EXERCISE BRIEF: How many lines in the records below contain the string "shop", with uppercase and lowercase treated as different? Reply with the number alone.

DATASET EXCERPTS:
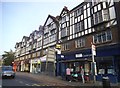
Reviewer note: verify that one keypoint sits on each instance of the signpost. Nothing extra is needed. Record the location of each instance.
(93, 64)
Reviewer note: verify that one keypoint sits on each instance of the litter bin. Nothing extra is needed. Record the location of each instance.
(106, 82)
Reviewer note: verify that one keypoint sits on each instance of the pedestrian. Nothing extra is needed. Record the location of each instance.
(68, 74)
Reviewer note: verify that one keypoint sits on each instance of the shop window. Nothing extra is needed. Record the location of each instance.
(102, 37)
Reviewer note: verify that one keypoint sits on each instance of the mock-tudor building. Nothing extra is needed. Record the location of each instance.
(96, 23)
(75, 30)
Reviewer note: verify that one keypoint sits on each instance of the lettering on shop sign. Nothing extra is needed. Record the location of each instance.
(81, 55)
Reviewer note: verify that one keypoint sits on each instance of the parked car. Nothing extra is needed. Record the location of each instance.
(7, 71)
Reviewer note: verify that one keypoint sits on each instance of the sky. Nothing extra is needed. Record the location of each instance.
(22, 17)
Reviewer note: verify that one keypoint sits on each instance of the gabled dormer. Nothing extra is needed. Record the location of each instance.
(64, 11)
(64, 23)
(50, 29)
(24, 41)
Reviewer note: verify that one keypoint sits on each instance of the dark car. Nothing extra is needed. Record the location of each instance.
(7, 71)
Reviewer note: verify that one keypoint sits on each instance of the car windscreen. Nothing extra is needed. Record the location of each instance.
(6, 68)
...
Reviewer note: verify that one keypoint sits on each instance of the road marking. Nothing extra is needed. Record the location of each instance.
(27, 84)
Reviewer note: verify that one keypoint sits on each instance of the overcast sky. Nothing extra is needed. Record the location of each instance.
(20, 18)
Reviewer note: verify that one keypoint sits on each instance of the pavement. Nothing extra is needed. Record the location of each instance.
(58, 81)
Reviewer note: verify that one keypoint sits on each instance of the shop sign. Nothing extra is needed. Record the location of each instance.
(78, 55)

EXPECTED OUTPUT: 3